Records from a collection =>

____

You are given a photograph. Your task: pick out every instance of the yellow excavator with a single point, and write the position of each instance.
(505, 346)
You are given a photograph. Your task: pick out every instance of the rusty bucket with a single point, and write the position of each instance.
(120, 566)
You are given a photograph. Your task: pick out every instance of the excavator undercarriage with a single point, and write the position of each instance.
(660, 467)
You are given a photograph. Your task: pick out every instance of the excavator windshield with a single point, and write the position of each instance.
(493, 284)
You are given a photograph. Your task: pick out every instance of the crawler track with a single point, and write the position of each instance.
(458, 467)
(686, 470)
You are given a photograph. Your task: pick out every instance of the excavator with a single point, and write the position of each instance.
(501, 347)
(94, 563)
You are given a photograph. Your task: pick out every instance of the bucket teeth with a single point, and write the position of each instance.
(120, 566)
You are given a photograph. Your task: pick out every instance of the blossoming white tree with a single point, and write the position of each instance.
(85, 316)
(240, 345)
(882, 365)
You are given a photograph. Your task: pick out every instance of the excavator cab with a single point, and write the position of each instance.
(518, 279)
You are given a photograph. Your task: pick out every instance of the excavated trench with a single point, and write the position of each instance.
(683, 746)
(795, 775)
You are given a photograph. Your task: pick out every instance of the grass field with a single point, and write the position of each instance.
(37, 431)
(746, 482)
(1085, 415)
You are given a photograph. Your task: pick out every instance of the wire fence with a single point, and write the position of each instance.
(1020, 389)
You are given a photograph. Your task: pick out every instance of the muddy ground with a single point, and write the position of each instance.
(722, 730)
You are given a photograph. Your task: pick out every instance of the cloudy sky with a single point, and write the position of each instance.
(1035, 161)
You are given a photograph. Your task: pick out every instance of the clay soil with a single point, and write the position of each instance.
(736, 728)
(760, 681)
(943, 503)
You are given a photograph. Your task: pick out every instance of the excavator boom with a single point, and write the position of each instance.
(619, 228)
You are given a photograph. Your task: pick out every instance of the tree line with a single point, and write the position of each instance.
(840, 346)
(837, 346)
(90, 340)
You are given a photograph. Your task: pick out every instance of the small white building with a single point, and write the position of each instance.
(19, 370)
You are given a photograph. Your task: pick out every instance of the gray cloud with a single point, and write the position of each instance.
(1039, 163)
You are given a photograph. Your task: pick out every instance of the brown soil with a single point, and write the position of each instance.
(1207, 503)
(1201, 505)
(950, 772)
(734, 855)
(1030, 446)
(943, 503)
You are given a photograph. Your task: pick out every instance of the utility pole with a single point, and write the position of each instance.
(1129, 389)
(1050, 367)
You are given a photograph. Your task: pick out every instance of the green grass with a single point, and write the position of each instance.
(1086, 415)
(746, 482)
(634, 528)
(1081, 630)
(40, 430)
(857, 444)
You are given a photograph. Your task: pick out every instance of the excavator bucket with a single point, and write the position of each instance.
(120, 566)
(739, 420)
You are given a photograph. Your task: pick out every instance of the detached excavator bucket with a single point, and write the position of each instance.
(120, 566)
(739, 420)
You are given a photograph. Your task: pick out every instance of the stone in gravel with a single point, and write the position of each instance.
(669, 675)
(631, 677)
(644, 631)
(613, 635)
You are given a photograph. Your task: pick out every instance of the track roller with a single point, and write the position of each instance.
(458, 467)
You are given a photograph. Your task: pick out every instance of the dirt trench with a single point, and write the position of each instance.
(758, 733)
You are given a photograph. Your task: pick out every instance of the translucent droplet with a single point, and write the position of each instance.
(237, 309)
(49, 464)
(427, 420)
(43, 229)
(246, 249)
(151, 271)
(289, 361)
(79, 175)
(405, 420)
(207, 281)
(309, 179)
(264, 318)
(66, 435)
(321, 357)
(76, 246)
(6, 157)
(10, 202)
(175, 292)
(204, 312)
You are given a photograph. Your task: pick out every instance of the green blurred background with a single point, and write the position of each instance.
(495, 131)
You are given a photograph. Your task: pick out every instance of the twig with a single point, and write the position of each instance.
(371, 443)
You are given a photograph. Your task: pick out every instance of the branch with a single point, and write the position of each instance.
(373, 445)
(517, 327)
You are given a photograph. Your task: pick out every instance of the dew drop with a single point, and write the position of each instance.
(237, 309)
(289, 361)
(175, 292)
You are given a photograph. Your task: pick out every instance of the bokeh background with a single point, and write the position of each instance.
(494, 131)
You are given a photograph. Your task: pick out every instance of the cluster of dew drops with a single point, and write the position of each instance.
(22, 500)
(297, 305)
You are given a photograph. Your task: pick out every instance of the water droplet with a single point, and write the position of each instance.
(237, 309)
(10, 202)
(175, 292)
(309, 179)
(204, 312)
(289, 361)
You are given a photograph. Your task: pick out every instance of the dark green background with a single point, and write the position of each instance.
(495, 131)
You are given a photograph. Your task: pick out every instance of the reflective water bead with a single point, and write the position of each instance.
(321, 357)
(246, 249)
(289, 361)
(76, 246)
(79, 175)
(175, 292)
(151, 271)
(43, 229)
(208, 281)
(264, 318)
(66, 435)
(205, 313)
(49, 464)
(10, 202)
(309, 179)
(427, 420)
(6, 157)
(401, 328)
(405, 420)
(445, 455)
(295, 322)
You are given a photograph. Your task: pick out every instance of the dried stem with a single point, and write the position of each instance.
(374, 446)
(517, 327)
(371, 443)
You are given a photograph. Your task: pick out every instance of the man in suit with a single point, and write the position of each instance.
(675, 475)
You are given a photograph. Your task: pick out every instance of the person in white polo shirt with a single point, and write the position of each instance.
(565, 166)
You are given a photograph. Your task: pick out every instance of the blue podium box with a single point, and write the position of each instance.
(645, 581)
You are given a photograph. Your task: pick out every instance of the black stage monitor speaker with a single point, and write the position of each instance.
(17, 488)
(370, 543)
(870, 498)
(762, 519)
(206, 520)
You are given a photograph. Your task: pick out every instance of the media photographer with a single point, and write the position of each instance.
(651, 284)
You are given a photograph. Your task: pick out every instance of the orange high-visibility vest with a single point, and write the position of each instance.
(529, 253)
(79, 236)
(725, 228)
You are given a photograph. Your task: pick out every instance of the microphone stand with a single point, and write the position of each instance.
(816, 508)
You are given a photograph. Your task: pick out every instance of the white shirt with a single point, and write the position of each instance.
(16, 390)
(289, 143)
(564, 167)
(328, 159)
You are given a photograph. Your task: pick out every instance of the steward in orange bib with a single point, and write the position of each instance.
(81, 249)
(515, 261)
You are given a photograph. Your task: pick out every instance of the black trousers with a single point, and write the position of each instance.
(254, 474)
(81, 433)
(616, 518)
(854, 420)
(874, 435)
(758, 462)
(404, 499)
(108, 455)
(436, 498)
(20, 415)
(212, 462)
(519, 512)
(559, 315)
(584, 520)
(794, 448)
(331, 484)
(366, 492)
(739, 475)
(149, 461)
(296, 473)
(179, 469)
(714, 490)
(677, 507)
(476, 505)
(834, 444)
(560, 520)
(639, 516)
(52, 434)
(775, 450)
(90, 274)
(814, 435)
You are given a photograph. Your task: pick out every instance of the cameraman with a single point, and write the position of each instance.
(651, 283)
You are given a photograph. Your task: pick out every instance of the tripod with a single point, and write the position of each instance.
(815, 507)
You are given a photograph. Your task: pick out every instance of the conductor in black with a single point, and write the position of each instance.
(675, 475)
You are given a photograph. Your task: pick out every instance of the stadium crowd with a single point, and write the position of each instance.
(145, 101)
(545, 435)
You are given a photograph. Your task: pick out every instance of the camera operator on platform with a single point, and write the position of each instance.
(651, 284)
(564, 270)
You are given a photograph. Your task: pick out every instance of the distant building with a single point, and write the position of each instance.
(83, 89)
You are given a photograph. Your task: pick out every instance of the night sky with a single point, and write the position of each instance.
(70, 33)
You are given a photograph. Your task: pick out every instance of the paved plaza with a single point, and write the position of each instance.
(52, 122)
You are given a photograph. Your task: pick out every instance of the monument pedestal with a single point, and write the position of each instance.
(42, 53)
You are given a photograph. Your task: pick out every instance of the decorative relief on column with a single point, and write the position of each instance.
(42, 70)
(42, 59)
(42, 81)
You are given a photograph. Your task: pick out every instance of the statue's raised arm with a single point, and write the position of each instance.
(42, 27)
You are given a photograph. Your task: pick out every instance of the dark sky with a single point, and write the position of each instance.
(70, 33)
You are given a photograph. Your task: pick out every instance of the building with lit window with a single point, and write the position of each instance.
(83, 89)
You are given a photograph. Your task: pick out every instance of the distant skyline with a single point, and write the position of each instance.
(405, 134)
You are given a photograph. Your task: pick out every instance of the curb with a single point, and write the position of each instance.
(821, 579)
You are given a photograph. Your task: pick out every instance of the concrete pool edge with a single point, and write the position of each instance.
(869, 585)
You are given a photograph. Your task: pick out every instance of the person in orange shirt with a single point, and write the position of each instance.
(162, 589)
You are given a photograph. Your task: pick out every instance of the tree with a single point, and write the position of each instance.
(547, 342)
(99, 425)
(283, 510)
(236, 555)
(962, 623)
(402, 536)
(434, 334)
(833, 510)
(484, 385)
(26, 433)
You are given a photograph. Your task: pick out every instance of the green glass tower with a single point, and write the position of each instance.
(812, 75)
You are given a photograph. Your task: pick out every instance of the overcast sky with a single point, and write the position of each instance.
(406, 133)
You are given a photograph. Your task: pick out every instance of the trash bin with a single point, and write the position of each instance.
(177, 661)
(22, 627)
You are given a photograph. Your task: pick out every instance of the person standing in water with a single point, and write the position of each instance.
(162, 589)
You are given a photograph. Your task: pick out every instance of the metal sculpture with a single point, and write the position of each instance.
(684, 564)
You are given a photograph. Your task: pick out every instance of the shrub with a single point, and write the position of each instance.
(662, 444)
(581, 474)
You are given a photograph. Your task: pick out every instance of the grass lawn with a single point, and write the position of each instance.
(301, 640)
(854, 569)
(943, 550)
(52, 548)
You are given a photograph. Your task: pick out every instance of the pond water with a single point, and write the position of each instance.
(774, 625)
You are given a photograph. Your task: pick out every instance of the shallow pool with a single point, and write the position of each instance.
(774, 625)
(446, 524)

____

TASK INSTRUCTIONS =>
Return exactly the lines from the one containing "person in orange" to the last line of the data, and nothing more.

THE RESULT =>
You are given a photograph. Your task: pick out every instance of the person in orange shirt with a single point, and write the position of each instance.
(162, 589)
You are given a photograph. Your task: pick out every instance of the tree with a single point, and write the position of each instance.
(547, 342)
(99, 425)
(283, 510)
(236, 555)
(962, 623)
(402, 536)
(434, 334)
(833, 510)
(484, 385)
(26, 433)
You are given a photograph. Your task: pick out every instance of the green glass tower with a single point, and write the position of each instance.
(812, 75)
You are given a photograph. Your task: pick out every instance of the overcast sky with a single point, and write the position of each instance.
(406, 133)
You are given a photograph. Your task: pick out every instance of the trash bin with a single point, and write the position of each instance.
(177, 661)
(22, 627)
You are given a photograph. Your task: pick out every instance of the person standing in water with a single point, and write the position of each instance.
(162, 589)
You are given a photograph. Your task: pick out every instance of the metal sculpture with a single point, and write the position of each instance.
(684, 564)
You are given a photograph. Your task: pick out every instance of the shrub with a single point, and write the position of each instance.
(662, 444)
(581, 474)
You are given a photograph. Your task: pick out every instance of the grass lawn with a single point, and write the position of each instance.
(301, 640)
(854, 569)
(943, 550)
(52, 548)
You are given a photograph. Your task: pick out every instance of the pond water with a single point, and write the position of each instance.
(774, 625)
You are given a photograph. Your task: pick out every instance of the shallow pool with a single point, and write the position of each instance.
(774, 625)
(446, 524)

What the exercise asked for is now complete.